- **WHAT YOU WILL DO**
Reproduce the entries exactly, but keep the pictures out of the copy.

### SUPPLIED INFORMATION ###

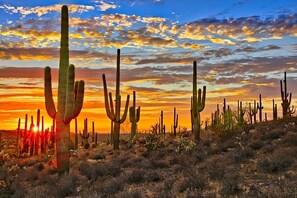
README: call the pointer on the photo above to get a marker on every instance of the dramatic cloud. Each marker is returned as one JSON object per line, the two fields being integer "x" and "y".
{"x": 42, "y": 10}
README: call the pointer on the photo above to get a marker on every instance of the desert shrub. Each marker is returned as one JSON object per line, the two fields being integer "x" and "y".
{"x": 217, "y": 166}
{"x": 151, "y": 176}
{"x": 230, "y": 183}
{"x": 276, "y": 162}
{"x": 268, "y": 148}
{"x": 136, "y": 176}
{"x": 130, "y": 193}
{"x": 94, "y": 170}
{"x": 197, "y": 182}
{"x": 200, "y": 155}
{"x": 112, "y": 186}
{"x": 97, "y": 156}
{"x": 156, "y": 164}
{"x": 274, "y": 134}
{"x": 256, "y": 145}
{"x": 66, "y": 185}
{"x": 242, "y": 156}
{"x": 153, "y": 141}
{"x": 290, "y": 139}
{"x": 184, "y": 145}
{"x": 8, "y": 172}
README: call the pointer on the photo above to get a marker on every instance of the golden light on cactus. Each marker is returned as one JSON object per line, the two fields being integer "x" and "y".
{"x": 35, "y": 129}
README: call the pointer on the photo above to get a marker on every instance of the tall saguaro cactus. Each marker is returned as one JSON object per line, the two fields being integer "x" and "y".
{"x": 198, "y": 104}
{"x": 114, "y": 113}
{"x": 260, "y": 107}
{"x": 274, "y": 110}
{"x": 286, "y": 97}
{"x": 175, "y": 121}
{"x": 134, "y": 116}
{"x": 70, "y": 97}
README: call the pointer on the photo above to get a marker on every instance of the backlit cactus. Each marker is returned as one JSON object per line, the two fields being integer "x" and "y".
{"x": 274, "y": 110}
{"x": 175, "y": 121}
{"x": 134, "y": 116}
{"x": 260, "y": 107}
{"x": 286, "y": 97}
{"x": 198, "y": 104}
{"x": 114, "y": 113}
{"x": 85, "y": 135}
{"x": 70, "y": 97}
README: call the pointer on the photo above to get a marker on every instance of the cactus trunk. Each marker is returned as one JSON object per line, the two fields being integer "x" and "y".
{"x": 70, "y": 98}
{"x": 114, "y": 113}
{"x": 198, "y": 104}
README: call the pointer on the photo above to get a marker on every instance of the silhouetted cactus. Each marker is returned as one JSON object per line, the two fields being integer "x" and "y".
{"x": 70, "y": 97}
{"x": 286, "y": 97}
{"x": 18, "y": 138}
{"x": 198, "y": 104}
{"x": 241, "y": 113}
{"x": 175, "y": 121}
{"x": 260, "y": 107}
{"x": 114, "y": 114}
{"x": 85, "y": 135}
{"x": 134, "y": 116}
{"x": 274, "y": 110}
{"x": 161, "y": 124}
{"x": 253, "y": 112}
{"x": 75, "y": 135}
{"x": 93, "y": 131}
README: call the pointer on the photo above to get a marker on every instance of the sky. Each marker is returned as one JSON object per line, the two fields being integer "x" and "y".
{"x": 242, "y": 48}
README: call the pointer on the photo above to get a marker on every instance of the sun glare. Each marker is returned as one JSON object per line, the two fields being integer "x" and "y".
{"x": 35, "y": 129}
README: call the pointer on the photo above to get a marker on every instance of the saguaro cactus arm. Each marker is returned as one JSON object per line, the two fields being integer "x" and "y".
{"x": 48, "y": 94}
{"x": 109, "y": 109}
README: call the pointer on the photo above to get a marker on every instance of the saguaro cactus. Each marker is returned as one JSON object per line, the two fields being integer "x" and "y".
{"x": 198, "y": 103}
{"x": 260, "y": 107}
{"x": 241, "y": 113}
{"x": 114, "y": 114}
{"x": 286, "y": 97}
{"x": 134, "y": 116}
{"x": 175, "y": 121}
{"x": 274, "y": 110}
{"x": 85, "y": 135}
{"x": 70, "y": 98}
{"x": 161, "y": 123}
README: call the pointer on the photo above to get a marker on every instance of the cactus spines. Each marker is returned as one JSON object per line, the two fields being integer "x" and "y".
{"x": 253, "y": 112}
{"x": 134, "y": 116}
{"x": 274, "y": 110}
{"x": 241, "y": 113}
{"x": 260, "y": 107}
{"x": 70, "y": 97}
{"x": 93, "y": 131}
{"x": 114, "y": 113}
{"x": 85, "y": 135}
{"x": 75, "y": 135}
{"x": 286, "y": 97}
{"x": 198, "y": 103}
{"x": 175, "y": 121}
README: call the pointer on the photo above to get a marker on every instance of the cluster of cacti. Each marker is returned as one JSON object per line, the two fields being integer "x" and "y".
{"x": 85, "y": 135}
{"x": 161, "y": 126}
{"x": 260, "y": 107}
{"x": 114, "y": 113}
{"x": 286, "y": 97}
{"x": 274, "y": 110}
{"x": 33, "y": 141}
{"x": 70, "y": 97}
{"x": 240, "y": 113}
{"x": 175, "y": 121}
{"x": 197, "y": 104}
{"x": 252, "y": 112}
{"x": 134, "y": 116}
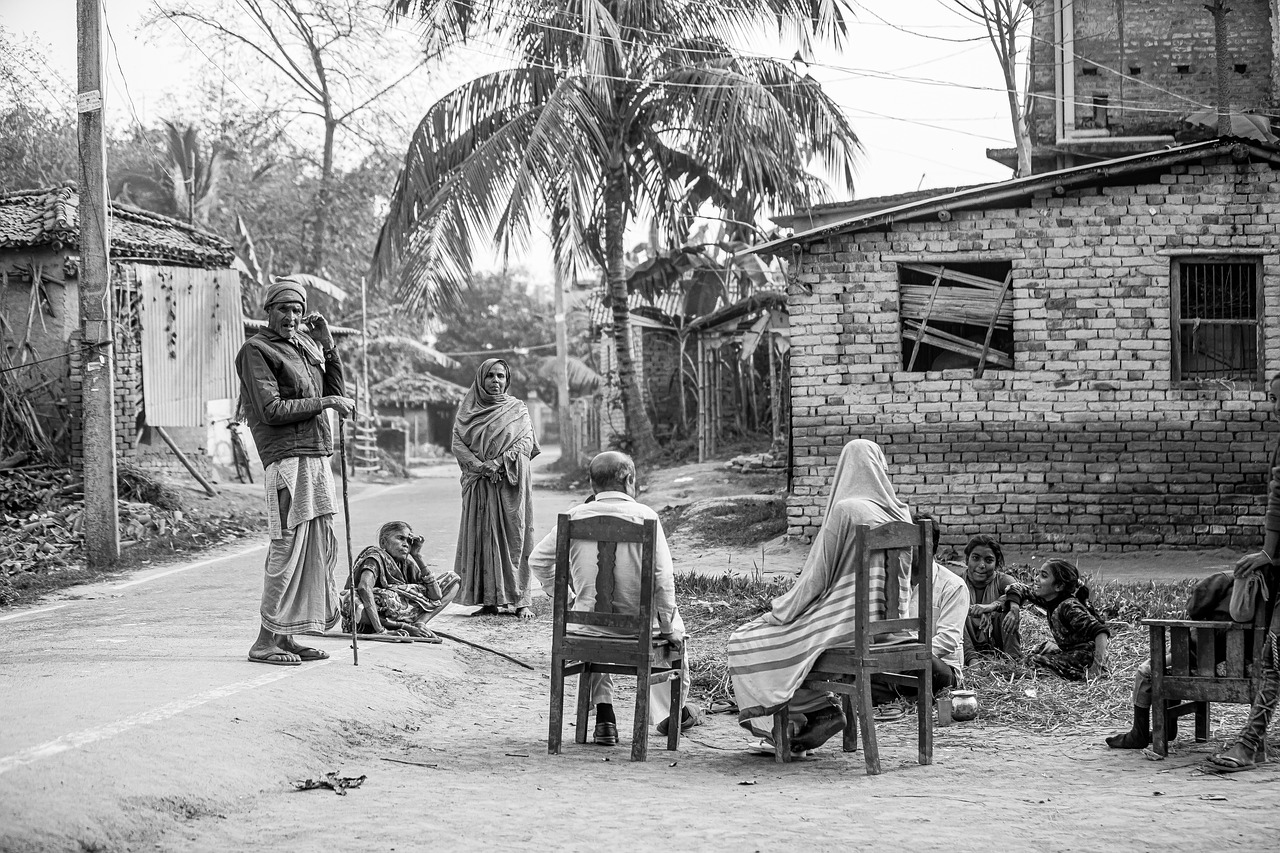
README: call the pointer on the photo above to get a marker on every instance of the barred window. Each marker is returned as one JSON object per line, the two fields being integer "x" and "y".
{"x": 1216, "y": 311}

###

- **TASK ANSWER**
README: call the pointer on the photo above to get a marker on every instance of the dramatic cloud. Each marker is returned as one JSON object per line, the two fields being integer "x" and "y".
{"x": 42, "y": 10}
README: call the pointer on the photo above to get a marker on every instance of the desert shrub. Each marker is returned as one JSON object per line, the two fields being integer "x" and "y".
{"x": 217, "y": 166}
{"x": 151, "y": 176}
{"x": 230, "y": 183}
{"x": 276, "y": 162}
{"x": 268, "y": 148}
{"x": 136, "y": 176}
{"x": 130, "y": 193}
{"x": 94, "y": 170}
{"x": 197, "y": 182}
{"x": 200, "y": 155}
{"x": 112, "y": 186}
{"x": 97, "y": 156}
{"x": 156, "y": 164}
{"x": 274, "y": 134}
{"x": 256, "y": 145}
{"x": 66, "y": 185}
{"x": 242, "y": 156}
{"x": 153, "y": 141}
{"x": 290, "y": 139}
{"x": 184, "y": 145}
{"x": 8, "y": 172}
README: call the pointer on the photo above to get a marker on every instance of the golden light on cactus. Each marker is returned as one JSON object per line, the two fields being integer "x" and "y".
{"x": 35, "y": 129}
README: call the pointer on the photo above to get a marker on every instance of the tall saguaro cactus. Each marker is returned as one JSON object per line, the two fields being integer "x" and "y".
{"x": 198, "y": 104}
{"x": 114, "y": 113}
{"x": 260, "y": 107}
{"x": 274, "y": 110}
{"x": 286, "y": 97}
{"x": 175, "y": 121}
{"x": 134, "y": 116}
{"x": 70, "y": 97}
README: call the pointer on the photo above to get a marker on every instance of the backlit cactus. Each marker is returned as one JSON object per line, the two fields being integer "x" and "y".
{"x": 274, "y": 110}
{"x": 175, "y": 121}
{"x": 134, "y": 116}
{"x": 260, "y": 107}
{"x": 286, "y": 97}
{"x": 198, "y": 104}
{"x": 114, "y": 113}
{"x": 85, "y": 135}
{"x": 70, "y": 97}
README: call the pointer on the photo above to get a marker on every instance of the cactus trunk. Each marker is returned as one JSON object per line, the two fields being integer "x" and "y".
{"x": 70, "y": 98}
{"x": 114, "y": 113}
{"x": 198, "y": 104}
README: call the pointer on the photo above to get a marker on every instance of the silhouetted cactus. Each marker is returned as one JSON object per line, the two fields being integer "x" and "y".
{"x": 70, "y": 97}
{"x": 286, "y": 97}
{"x": 18, "y": 138}
{"x": 198, "y": 104}
{"x": 241, "y": 113}
{"x": 175, "y": 121}
{"x": 260, "y": 107}
{"x": 114, "y": 114}
{"x": 85, "y": 135}
{"x": 134, "y": 116}
{"x": 274, "y": 110}
{"x": 161, "y": 124}
{"x": 253, "y": 112}
{"x": 75, "y": 135}
{"x": 93, "y": 131}
README: call the pointer on the photo above to get a marker on every instance of the sky. Each marker is returned as one JSON object per line, the two fields being integer "x" and "y".
{"x": 242, "y": 48}
README: call the pointer on the photo above to get a marker on every instance of the sun glare. Each marker is returned as one JSON object per line, the two fields being integer "x" and "y".
{"x": 35, "y": 129}
README: call the pointer on the photo above to get a marker on every instance of the saguaro cactus arm. Each marker is returned as one JSON object per line, the two fields being integer "x" and "y".
{"x": 48, "y": 94}
{"x": 109, "y": 109}
README: call the pointer on the photo above to get a marker on every instance of the saguaro cactus. Each marker is returned as one JSON object per line, the two fields being integer "x" and "y".
{"x": 198, "y": 103}
{"x": 260, "y": 107}
{"x": 241, "y": 113}
{"x": 114, "y": 114}
{"x": 286, "y": 97}
{"x": 134, "y": 116}
{"x": 175, "y": 121}
{"x": 274, "y": 110}
{"x": 85, "y": 135}
{"x": 70, "y": 98}
{"x": 161, "y": 123}
README: call the pointer on the photo above to get a marker on every instance of the cactus spines. Each marker is returned as one JSON object per line, the two fields being integer "x" and "y".
{"x": 253, "y": 112}
{"x": 134, "y": 116}
{"x": 274, "y": 110}
{"x": 241, "y": 113}
{"x": 260, "y": 107}
{"x": 70, "y": 97}
{"x": 93, "y": 131}
{"x": 114, "y": 113}
{"x": 85, "y": 135}
{"x": 75, "y": 135}
{"x": 286, "y": 97}
{"x": 198, "y": 103}
{"x": 175, "y": 121}
README: call the pointer on the photo above to get a marker on every instance of the cluster of cacti. Each marker is returned as one JSON object per line, the two fields being integer "x" and "y".
{"x": 85, "y": 135}
{"x": 161, "y": 126}
{"x": 260, "y": 107}
{"x": 114, "y": 113}
{"x": 286, "y": 97}
{"x": 274, "y": 110}
{"x": 33, "y": 141}
{"x": 70, "y": 97}
{"x": 240, "y": 113}
{"x": 175, "y": 121}
{"x": 197, "y": 104}
{"x": 252, "y": 112}
{"x": 134, "y": 116}
README: call the pointer on the photo above to get a marker on every instance of the barred window. Each marker is returned as one JSON object per line, the two fields being integer "x" and "y".
{"x": 1216, "y": 311}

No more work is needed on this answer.